• [OBJECTIVE]
Transcribe all of the data exactly. Omit the pictures.

((

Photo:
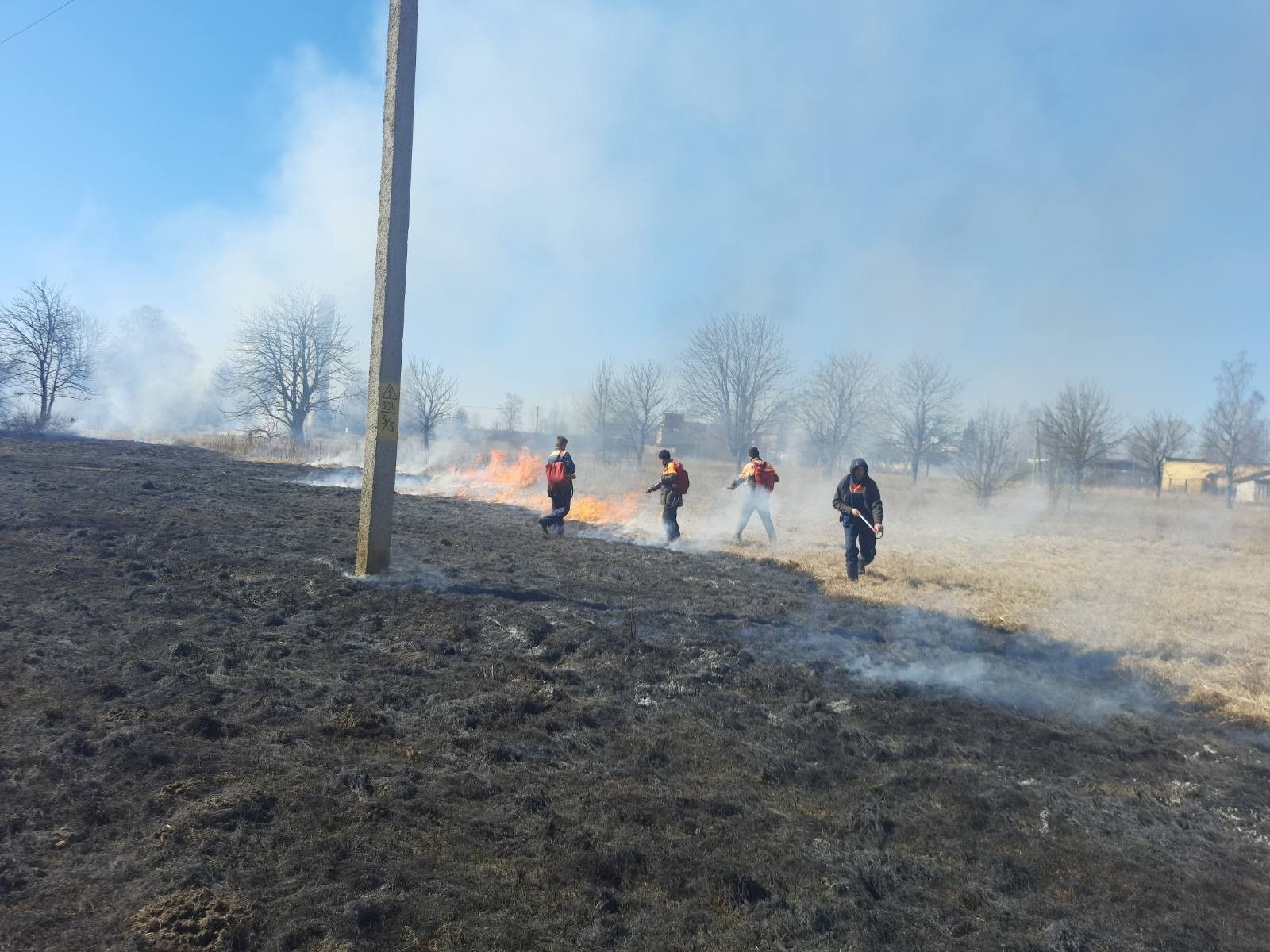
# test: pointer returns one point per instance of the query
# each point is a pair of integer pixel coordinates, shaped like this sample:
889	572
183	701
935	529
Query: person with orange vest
672	484
760	479
560	476
859	505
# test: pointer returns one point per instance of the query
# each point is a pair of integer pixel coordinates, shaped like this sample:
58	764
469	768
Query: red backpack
558	475
681	479
765	476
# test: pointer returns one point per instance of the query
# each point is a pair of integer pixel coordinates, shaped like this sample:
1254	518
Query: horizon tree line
291	361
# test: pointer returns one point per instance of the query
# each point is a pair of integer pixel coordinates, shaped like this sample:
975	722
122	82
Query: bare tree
1077	429
51	347
1153	440
289	359
1235	431
921	409
429	397
734	374
6	371
597	406
988	457
510	413
639	399
837	401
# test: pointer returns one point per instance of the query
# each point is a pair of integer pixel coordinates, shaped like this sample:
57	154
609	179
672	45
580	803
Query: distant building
685	437
1206	476
1253	489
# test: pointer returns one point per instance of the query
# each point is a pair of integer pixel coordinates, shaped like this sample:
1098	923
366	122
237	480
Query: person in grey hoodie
859	505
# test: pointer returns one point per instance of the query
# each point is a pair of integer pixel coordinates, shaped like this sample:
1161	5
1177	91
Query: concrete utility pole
384	391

))

• [COMPLETED TASK]
Photo:
# test: pointer returns one point per instance of the query
# each point is a pair of integer pixel coordinates, shaped like this sample:
889	572
183	701
935	529
Query: person with orange vest
672	484
760	479
560	476
859	505
# test: pointer returns one point per instance of the query
# each point is a pair of integer pixel coordinates, shaped like this sample:
58	764
469	768
Query: red backpack
558	475
681	479
765	476
# test: pointer returns one point per instance of the query
# each point is a pair of integer pixel coordinates, shaped like this sample:
1254	518
Query: horizon tree line
291	361
# test: pointer returns one point per instance of the query
# each point is a pair of integer pixel coordinates, shaped like this sample:
975	722
122	82
Query: bare tree
1077	429
51	347
1153	440
289	359
1235	431
921	409
429	397
734	374
6	371
597	406
988	457
510	413
639	399
837	401
# test: pointer returns one point per instance of the query
# each point is a pair of integer pixel coordinates, shaped like this sample:
57	154
609	179
672	45
580	803
Query: distant building
685	437
1206	476
1253	489
# test: pointer returns one point per instance of the query
# each point is a pair of integer pixel coordinates, shaped like this sample:
1098	923
366	122
237	480
Query: person in grey hoodie
859	505
# test: pointer returns one point per instance of the query
# each point is a pair of integer pixel coordinates, shaped like this sample:
1161	5
1177	91
Query: concrete utility pole
384	391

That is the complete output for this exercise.